• [EXCERPT PROVIDED]:
::::::
Open cainmagi opened 3 years ago
Thanks for the detailed PR! I'm happy to see this progressing. One thing that I'm considered that there might be some side effects that I cannot foresee, and the complexity of the things this package can do is increasing. This can lead into difficulties in maintaining the dash-uploader in the future. What I would suggest, is that there will be some automatic tests added to all the new features. This way we can see that nothing will break when something is changed.
I have to admit that this PR is large even though the API changes are very small. At least, I could confirm that the two examples I provide (as well as the usage.py
in the root folder) could work well.
For the automatic tests stuff, should it be related to the other issue #34? I am guessing that you want to use pytest
, but currently, there are no available testing codes in ./test
.
I know that pytest
could be integrated with Github Actions, and I have tried to do that before. I know how to write testing codes for dash
(although I am not an expert on that), but I find that it is difficult to set up Chrome drivers for Github Actions. I guess that a testing container may be required before setting up Github Actions. I am still learning how to do it now. If you do not mind my poor code style, and only need to perform tests locally, I could try to write some testing codes and start another PR.
I would be delighted to see a PR for some basic testing! :) No need to add GitHub Actions etc. at this stage, just bare minimum to get testing started. This is exactly what issue #34 is about.
One thing what I'm now thinking that the du.configure_upload
does a bit different thing on Flask and on Dash apps, right? I know that you had the flask part in a separate function in a previous PR, but I'm now thinking (just initially) that if it would make more sense for the user that it would be different function (if it does a different thing). Something like du.configure_flask
. The du.configure_upload
could call it internally to prevent duplicate code. But this is just initial thinking. I really should take time to look through the additions in this PR and try to understand the implications from all the possible angles.
One thing I'm thinking is that what is the motivation behind supporting multiple calls to du.configure_upload
, if there is still no full support for multiple du.Upload
components on same app? (referring to https://github.com/np-8/dash-uploader/issues/35) Or is there some chicken-and-egg -problem here?
Please do not try to merge it now. We may need to change the API according to the previous discussion.
If we discard the implementation based on multiple calls to du.configure_upload
, we would need to add an argument like service_addr
or upload_api
to du.Upload
, and make the upload_api
configured in du.configure_upload
become a default value. We need to do that because we need to support cross-domain uploading based on this PR in the next step.
If you think the implementation of multiple calls to du.configure_upload
is preferred. I think we may do not need to split du.configure_flask
from it. Because in the next step, we may need to provide a du.configure_remote_upload
like this
du.configure_remote_upload(app, remote_addr, upload_component_ids)
::::::
• [DATA SECTION]:

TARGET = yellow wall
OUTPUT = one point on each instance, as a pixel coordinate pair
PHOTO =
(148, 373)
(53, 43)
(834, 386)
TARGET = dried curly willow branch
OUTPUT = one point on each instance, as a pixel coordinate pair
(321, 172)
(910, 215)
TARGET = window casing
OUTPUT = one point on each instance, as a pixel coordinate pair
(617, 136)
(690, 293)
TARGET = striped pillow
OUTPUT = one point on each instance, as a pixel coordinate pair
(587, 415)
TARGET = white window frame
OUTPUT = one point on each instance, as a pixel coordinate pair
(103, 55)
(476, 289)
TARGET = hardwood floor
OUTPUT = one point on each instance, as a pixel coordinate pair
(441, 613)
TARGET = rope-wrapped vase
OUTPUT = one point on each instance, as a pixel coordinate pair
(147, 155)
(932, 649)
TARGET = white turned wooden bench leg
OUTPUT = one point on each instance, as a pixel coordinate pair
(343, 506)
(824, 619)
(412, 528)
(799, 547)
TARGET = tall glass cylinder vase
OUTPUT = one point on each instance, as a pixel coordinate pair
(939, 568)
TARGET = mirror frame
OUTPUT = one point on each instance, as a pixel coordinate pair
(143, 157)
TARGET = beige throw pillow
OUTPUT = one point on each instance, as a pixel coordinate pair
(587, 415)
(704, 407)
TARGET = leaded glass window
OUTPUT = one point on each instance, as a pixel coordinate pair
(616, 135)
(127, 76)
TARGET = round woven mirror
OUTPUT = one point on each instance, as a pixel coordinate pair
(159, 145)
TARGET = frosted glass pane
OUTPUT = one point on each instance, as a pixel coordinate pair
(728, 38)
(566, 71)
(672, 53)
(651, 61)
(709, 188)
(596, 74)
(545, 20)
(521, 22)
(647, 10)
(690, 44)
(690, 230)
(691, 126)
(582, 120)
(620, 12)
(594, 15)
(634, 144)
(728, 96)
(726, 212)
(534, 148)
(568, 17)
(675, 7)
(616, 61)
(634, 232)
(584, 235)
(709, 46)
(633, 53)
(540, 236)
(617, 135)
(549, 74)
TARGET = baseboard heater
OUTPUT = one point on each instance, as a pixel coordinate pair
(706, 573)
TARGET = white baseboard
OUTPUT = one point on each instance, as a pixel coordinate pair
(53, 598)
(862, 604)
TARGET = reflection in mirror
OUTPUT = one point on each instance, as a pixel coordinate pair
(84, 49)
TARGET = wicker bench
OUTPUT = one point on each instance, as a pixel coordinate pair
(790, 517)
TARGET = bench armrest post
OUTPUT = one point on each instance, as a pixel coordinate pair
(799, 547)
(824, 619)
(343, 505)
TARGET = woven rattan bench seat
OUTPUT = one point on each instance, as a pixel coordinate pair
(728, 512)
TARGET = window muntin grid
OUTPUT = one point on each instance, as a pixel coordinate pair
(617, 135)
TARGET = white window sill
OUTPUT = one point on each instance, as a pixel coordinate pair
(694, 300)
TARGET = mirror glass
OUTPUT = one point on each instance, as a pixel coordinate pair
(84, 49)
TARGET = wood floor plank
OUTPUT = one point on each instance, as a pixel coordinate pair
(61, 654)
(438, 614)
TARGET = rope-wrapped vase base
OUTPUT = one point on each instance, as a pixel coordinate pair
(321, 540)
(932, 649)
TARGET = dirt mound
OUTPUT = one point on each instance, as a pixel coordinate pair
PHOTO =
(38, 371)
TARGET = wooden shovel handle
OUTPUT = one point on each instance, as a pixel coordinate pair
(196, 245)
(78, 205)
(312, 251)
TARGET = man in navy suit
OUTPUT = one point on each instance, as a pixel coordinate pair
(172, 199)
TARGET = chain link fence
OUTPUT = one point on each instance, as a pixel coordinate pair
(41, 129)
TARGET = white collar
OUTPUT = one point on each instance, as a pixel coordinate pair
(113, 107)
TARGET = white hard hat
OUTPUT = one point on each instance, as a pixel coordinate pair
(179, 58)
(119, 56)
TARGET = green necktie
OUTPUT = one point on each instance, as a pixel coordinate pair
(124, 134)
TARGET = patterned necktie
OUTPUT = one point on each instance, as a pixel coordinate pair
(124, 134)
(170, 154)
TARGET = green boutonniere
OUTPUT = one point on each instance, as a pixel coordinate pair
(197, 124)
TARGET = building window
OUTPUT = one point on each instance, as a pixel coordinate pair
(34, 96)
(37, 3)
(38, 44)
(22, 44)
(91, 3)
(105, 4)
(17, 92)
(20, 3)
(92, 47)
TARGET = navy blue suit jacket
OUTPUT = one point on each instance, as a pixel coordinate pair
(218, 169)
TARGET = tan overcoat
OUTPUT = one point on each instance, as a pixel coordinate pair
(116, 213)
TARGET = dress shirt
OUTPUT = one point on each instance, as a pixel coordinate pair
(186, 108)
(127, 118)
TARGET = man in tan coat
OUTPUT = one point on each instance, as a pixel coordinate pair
::::::
• [WRITTEN INSTRUCTION 1]: Copy out the rows from the line with "TARGET = white collar" through the last row, both ends included.
• [WRITTEN INSTRUCTION 2]: Write the next part of the dash-uploader pull request discussion, picking up right after its final line.
The discussion and the rows have nothing to do with each other.

• [OUTPUT 1]:
TARGET = white collar
OUTPUT = one point on each instance, as a pixel coordinate pair
(113, 107)
TARGET = white hard hat
OUTPUT = one point on each instance, as a pixel coordinate pair
(179, 58)
(119, 56)
TARGET = green necktie
OUTPUT = one point on each instance, as a pixel coordinate pair
(124, 134)
TARGET = patterned necktie
OUTPUT = one point on each instance, as a pixel coordinate pair
(124, 134)
(170, 154)
TARGET = green boutonniere
OUTPUT = one point on each instance, as a pixel coordinate pair
(197, 124)
TARGET = building window
OUTPUT = one point on each instance, as a pixel coordinate pair
(34, 96)
(37, 3)
(38, 44)
(22, 44)
(91, 3)
(105, 4)
(17, 92)
(20, 3)
(92, 47)
TARGET = navy blue suit jacket
OUTPUT = one point on each instance, as a pixel coordinate pair
(218, 169)
TARGET = tan overcoat
OUTPUT = one point on each instance, as a pixel coordinate pair
(116, 213)
TARGET = dress shirt
OUTPUT = one point on each instance, as a pixel coordinate pair
(186, 108)
(127, 118)
TARGET = man in tan coat
OUTPUT = one point on each instance, as a pixel coordinate pair

• [OUTPUT 2]:
because an uploader directed to the remote server only needs to handle the callback. The uploading folder, API, and requests are handled by the remote side.
I have realized that in my case, I do not need to use du.configure_upload
or something like du.configure_flask
multiple times, because it is not necessary to configure multiple different APIs for the same app, and it is not possible to serve multiple different apps. But I need to do something like:
du.configure_upload(app, ...)
du.configure_remote_upload(app, remote_addr_1, upload_component_ids=...)
du.configure_remote_upload(app, remote_addr_2, upload_component_ids=...)
...
For the remote side, I only need to configure something like this
du.configure_upload(flask_app, ...)
So serving multiple calls of du.configure_upload
may not be a good choice. But we need to serve multiple calls to something like du.configure_remote_upload
.
How do you think of that? If the multiple calls to du.configure_upload
is not preferred, I could start another PR and close this one. Before that, we may also need to decide whether it is necessary to split du.configure_flask
.
This clearly needs some more thinking with better good night's sleep. Here are some fast notes. These are not necessarily answering to anything, but they can help us later when designing the future API & functionality of dash-uploader.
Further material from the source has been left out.